** START DATASET **
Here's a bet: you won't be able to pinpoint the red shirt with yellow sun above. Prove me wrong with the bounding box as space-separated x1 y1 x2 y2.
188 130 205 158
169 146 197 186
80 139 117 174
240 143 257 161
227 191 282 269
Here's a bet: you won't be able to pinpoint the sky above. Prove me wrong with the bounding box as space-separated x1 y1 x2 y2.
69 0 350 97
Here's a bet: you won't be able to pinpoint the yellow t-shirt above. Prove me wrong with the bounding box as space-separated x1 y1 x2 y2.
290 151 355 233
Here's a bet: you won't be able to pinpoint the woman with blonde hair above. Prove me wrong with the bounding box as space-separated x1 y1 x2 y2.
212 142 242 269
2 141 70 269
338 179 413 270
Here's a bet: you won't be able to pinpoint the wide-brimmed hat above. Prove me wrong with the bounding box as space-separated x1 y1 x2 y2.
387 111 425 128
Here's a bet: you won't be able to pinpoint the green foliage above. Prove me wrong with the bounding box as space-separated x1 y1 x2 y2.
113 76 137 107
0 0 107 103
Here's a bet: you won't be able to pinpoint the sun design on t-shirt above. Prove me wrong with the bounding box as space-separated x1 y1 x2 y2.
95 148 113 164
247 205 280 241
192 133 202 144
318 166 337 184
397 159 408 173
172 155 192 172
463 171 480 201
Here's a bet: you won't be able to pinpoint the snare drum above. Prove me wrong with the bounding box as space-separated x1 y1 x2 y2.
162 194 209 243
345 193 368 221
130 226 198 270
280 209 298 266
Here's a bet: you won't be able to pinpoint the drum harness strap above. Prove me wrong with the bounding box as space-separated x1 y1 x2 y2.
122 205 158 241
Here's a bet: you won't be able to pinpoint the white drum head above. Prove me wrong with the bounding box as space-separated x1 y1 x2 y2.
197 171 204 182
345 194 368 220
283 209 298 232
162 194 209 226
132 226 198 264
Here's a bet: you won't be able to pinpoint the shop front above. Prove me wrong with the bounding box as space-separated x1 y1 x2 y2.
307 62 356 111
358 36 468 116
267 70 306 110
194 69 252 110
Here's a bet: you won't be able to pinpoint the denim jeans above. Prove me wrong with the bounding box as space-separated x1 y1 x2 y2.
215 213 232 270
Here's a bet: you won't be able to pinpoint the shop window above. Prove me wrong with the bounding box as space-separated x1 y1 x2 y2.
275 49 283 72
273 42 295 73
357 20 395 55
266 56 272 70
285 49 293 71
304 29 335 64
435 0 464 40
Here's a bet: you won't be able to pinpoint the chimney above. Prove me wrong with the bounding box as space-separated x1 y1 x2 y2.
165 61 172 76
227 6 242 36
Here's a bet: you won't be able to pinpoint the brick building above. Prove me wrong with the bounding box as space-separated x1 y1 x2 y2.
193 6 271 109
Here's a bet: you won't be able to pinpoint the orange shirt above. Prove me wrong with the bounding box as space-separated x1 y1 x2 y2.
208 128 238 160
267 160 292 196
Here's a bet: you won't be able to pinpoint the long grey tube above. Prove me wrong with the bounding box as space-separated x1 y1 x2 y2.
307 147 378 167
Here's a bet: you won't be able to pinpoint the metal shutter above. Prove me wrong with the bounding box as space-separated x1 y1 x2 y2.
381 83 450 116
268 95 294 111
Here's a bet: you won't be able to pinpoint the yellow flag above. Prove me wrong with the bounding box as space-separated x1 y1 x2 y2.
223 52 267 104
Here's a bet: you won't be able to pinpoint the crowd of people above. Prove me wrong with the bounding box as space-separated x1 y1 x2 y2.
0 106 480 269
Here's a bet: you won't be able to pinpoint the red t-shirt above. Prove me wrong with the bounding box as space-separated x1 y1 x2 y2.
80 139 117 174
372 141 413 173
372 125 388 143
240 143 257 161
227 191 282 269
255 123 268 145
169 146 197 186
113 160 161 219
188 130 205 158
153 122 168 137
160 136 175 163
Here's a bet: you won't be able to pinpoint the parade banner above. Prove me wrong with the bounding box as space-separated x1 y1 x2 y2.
** END DATASET **
__TASK DETAILS__.
Arrange every line of the dataset excerpt above as a Markdown table with two columns, No. and Line. Give each row its number and omit blank lines.

__EXERCISE RESULT__.
| No. | Line |
|---|---|
| 1 | Here's a bet: you won't be able to pinpoint the red shirt with yellow sun above. Prove me wrong with the bounding box as space-separated x1 y1 x2 y2. |
| 2 | 188 130 205 158 |
| 3 | 169 146 197 186 |
| 4 | 80 139 117 174 |
| 5 | 240 143 257 161 |
| 6 | 227 191 282 269 |
| 7 | Here's a bet: you won't be able to pinpoint the sky above. Prove me wrong with the bounding box as space-separated x1 y1 x2 y2. |
| 8 | 69 0 350 97 |
| 9 | Here's a bet: you won't be able to pinpoint the yellow t-shirt above. Prove me wrong with the bounding box as space-separated x1 y1 x2 y2. |
| 10 | 290 151 355 233 |
| 11 | Here's a bet: you won't be able to pinpoint the woman with blonde hair above. Prove me wrong with the bounding box as space-separated x1 y1 x2 y2. |
| 12 | 212 142 242 269 |
| 13 | 2 141 70 269 |
| 14 | 338 179 413 270 |
| 15 | Here's a bet: you won't be able to pinpoint the wide-brimmed hat above. Prove me wrong with the bounding box as space-separated x1 y1 x2 y2. |
| 16 | 387 111 425 128 |
| 17 | Here's a bet: you won't be able to pinpoint the green foliage above. Prove me wrong with the bounding box as space-separated x1 y1 x2 y2. |
| 18 | 113 76 137 107 |
| 19 | 0 0 107 103 |
| 20 | Here's a bet: you won't be able to pinpoint the sun design on t-shirt above. Prove me wrong with the bounding box as space-separated x1 y1 x2 y2. |
| 21 | 95 148 113 164 |
| 22 | 247 205 280 241 |
| 23 | 192 133 202 144 |
| 24 | 318 166 337 184 |
| 25 | 397 159 408 173 |
| 26 | 172 155 192 172 |
| 27 | 463 171 480 201 |
| 28 | Here's a bet: you won't be able to pinpoint the snare drum above. Prove me wrong with the bounding box as space-separated x1 y1 x2 y2. |
| 29 | 162 194 209 243 |
| 30 | 345 193 368 221 |
| 31 | 130 226 198 270 |
| 32 | 280 209 298 266 |
| 33 | Here's a bet: you won't be able to pinpoint the drum harness strap above. Prove me wrong with the bounding box as space-separated x1 y1 x2 y2. |
| 34 | 122 205 158 241 |
| 35 | Here's a bet: you won't be able to pinpoint the white drum head above. Prove me wrong with the bounding box as space-separated x1 y1 x2 y2. |
| 36 | 197 171 204 182 |
| 37 | 345 194 368 220 |
| 38 | 283 209 298 232 |
| 39 | 162 194 209 226 |
| 40 | 132 226 198 264 |
| 41 | Here's a bet: you won't be able to pinpoint the shop front above. Prove me wrong with the bounding box as space-separated x1 y1 x2 y2. |
| 42 | 307 62 356 111 |
| 43 | 358 36 468 116 |
| 44 | 267 70 306 110 |
| 45 | 194 69 252 110 |
| 46 | Here's a bet: you won't be able to pinpoint the denim jeans above. Prove me wrong with the bounding box as space-separated x1 y1 x2 y2. |
| 47 | 215 213 232 270 |
| 48 | Here's a bet: you won't be able to pinpoint the shop window above. Prove me wrong with the bounding box as space-separated x1 y1 x2 y2. |
| 49 | 275 49 283 72 |
| 50 | 273 42 295 73 |
| 51 | 357 20 395 55 |
| 52 | 266 56 272 70 |
| 53 | 285 49 293 71 |
| 54 | 304 29 335 64 |
| 55 | 435 0 464 40 |
| 56 | Here's a bet: you won't be able to pinpoint the chimney above. Prove me wrong with the bounding box as space-separated x1 y1 x2 y2. |
| 57 | 165 61 172 76 |
| 58 | 227 6 242 36 |
| 59 | Here's a bet: you won't be able to pinpoint the brick building above. Prove me wrong with the bounding box as space-separated x1 y1 x2 y2. |
| 60 | 193 6 271 109 |
| 61 | Here's a bet: you won't be able to pinpoint the orange shirt above. Prove me wrong with the bounding box as space-separated x1 y1 x2 y2. |
| 62 | 208 128 238 160 |
| 63 | 267 160 292 196 |
| 64 | Here's a bet: you won't be able to pinpoint the long grey tube above. Prove me wrong with the bounding box as space-separated x1 y1 x2 y2. |
| 65 | 307 147 378 167 |
| 66 | Here's a bet: you won't be able to pinpoint the metal shutter above. Prove me wrong with the bounding box as space-separated x1 y1 x2 y2. |
| 67 | 381 83 450 116 |
| 68 | 268 95 294 111 |
| 69 | Here's a bet: you won't be able to pinpoint the yellow flag above. Prove me wrong with the bounding box as space-separated x1 y1 x2 y2. |
| 70 | 223 52 267 104 |
| 71 | Here's a bet: you won't be able to pinpoint the crowd of people above. Prove me wrong with the bounding box as space-separated x1 y1 x2 y2. |
| 72 | 0 106 480 269 |
| 73 | Here's a bet: you won't be able to pinpoint the red t-shirt above. Prove me wrong with the bounding box as space-separated x1 y1 x2 y2. |
| 74 | 80 139 117 174 |
| 75 | 372 141 413 173 |
| 76 | 372 125 388 143 |
| 77 | 240 143 257 161 |
| 78 | 227 191 282 269 |
| 79 | 255 123 268 145 |
| 80 | 169 146 197 186 |
| 81 | 113 160 161 219 |
| 82 | 188 130 205 158 |
| 83 | 153 122 168 137 |
| 84 | 160 136 175 163 |
| 85 | Here's a bet: you won't be able to pinpoint the parade banner above. Prove me wrong with the bounding box as space-separated x1 y1 x2 y2. |